» PROBLEM TO WORK ON
Whenever the word "door" turns up in a line below, that line should be copied.
● ● ● ● ●
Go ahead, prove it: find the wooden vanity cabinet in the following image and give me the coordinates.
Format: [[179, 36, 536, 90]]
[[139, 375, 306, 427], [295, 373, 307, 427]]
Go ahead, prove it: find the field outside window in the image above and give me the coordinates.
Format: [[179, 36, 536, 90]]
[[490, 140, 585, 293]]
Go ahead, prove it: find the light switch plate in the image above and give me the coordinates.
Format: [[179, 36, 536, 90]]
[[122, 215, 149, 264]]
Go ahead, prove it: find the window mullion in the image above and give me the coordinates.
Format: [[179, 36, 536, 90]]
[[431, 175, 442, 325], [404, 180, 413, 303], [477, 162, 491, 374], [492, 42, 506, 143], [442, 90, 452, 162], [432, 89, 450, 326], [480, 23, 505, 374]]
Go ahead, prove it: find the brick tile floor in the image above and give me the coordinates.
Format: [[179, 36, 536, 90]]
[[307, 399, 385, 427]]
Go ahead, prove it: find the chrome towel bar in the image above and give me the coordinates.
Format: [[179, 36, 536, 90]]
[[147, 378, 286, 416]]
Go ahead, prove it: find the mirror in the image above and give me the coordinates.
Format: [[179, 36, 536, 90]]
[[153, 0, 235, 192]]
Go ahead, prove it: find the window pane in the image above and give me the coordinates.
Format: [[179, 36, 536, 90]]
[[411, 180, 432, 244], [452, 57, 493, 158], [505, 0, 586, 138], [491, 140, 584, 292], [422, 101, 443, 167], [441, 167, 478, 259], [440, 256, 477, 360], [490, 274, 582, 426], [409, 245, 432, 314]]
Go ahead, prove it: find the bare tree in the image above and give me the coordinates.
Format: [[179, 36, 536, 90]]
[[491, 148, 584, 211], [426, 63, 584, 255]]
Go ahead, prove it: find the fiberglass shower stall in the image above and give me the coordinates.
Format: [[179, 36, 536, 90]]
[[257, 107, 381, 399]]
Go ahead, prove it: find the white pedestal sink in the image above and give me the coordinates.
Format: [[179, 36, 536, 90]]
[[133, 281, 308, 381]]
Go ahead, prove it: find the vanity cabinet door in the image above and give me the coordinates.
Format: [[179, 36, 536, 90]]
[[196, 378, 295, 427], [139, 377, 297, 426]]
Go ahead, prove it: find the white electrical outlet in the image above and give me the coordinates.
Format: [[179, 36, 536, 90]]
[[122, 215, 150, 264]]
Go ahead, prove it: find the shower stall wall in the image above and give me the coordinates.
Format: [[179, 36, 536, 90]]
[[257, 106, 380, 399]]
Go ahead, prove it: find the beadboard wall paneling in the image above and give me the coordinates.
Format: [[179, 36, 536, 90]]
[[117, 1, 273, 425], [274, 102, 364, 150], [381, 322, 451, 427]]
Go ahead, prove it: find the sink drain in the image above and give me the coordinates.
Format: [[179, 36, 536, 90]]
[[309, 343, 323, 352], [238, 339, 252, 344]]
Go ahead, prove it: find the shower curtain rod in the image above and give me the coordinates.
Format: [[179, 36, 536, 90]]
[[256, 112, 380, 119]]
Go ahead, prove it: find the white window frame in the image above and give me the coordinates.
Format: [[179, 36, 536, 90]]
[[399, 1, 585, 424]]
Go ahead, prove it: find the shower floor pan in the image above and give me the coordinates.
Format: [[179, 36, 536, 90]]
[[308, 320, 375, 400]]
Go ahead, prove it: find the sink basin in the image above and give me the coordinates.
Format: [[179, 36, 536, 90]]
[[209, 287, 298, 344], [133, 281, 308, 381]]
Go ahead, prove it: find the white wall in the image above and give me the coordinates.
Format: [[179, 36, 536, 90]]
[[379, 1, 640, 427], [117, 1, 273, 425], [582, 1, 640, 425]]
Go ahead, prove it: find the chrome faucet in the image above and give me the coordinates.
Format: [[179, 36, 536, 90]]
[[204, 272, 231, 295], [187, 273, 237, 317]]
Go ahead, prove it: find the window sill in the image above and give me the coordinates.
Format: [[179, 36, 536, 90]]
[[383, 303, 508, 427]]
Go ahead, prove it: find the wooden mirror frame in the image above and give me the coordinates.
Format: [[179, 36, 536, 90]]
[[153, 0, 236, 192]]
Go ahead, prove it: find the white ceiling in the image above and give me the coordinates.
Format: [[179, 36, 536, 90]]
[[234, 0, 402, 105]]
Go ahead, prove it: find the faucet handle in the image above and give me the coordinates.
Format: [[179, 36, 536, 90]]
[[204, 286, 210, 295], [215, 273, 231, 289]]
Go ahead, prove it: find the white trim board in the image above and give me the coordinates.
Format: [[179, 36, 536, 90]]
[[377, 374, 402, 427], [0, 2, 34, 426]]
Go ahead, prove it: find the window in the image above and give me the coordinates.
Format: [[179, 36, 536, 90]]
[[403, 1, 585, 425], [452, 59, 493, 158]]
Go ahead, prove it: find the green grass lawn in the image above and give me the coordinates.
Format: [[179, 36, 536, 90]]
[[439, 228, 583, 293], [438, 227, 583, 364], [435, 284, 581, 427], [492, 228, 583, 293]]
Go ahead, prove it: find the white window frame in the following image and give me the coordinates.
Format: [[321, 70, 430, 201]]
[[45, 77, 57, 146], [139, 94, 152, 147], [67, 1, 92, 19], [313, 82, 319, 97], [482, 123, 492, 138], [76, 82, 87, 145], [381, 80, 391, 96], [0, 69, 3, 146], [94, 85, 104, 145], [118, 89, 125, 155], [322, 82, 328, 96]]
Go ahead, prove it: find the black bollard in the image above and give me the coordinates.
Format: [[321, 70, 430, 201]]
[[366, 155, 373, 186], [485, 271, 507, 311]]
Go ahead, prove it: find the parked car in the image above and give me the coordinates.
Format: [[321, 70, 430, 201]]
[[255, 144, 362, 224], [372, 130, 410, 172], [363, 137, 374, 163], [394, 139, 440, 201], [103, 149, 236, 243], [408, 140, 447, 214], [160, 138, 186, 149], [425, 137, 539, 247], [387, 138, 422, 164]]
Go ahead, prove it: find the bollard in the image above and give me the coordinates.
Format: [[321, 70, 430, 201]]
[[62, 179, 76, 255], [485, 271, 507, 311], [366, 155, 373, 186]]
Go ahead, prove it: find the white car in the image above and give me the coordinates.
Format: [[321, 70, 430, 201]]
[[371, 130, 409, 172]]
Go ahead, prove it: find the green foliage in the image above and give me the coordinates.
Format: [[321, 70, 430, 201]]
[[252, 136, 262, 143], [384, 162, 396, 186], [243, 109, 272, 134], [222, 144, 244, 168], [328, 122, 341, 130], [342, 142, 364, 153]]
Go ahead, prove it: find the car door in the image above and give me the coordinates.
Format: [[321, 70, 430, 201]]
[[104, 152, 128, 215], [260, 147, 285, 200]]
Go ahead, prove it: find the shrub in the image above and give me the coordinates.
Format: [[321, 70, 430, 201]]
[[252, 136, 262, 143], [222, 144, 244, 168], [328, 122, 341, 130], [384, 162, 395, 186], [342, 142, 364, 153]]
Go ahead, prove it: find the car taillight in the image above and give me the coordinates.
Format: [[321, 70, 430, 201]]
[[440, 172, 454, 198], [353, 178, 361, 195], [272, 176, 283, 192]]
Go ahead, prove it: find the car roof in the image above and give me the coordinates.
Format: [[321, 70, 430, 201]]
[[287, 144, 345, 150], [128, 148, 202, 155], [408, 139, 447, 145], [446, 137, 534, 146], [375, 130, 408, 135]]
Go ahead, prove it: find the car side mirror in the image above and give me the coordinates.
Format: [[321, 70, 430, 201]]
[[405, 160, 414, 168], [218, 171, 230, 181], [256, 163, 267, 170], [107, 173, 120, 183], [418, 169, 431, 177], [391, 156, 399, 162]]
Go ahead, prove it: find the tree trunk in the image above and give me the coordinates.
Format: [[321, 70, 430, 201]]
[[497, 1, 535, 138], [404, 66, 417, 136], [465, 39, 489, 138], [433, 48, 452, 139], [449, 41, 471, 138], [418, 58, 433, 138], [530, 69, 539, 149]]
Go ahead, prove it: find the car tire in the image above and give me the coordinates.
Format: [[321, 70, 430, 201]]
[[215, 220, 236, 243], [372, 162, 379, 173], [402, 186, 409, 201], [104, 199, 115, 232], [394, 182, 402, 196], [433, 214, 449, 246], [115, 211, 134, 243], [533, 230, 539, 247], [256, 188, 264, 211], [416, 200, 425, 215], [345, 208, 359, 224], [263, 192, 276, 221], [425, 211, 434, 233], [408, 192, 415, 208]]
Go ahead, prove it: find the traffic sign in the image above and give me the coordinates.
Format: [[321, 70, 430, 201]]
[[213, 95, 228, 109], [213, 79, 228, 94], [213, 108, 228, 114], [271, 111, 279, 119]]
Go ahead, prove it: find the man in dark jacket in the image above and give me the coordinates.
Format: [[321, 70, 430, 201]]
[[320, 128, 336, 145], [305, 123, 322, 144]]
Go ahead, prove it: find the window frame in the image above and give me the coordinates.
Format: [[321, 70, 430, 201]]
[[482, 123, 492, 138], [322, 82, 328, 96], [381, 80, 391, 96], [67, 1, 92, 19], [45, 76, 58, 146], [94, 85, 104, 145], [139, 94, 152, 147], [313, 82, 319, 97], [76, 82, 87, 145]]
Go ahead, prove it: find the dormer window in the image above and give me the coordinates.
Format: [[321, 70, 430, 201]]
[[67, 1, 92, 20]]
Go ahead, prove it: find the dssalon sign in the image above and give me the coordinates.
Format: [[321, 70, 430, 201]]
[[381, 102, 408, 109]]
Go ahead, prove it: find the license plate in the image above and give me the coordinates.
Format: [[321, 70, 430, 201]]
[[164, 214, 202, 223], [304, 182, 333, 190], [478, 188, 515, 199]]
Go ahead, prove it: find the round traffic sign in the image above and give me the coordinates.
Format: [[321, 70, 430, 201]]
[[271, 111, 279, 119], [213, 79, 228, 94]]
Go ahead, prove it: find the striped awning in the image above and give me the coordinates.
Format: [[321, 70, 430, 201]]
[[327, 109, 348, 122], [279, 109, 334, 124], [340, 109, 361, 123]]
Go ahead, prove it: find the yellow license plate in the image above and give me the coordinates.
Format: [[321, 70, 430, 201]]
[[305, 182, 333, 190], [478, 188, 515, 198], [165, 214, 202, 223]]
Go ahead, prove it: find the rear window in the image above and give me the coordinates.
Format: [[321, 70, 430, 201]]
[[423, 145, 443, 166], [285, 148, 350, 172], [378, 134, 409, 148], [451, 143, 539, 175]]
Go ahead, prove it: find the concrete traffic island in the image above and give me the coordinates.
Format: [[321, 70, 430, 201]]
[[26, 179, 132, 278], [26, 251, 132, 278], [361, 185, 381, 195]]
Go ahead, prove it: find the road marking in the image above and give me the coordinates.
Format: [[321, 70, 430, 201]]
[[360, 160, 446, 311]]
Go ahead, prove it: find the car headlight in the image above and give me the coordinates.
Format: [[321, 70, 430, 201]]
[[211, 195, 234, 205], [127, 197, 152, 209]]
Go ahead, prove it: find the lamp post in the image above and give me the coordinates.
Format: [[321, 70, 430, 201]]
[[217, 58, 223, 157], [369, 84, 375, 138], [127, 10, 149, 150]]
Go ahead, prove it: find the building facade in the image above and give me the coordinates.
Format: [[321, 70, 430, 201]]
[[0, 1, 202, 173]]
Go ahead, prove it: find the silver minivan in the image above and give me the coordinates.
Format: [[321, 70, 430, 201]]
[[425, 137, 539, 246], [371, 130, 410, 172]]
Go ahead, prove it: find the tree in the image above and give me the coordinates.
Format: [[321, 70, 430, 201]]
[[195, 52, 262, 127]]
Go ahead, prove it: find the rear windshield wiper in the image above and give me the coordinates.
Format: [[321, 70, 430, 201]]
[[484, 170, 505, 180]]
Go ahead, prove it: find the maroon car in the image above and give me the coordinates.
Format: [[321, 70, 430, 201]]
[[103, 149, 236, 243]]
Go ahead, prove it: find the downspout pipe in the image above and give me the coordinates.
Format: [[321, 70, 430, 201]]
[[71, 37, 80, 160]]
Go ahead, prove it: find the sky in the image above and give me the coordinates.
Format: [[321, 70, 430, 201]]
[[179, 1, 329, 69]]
● ● ● ● ●
» TASK ANSWER
Go ahead, prove it: find the vanity cabinet door in the image above and give me the coordinates.
Go ahead, prove it: find the car door in the image above and give me the coordinates.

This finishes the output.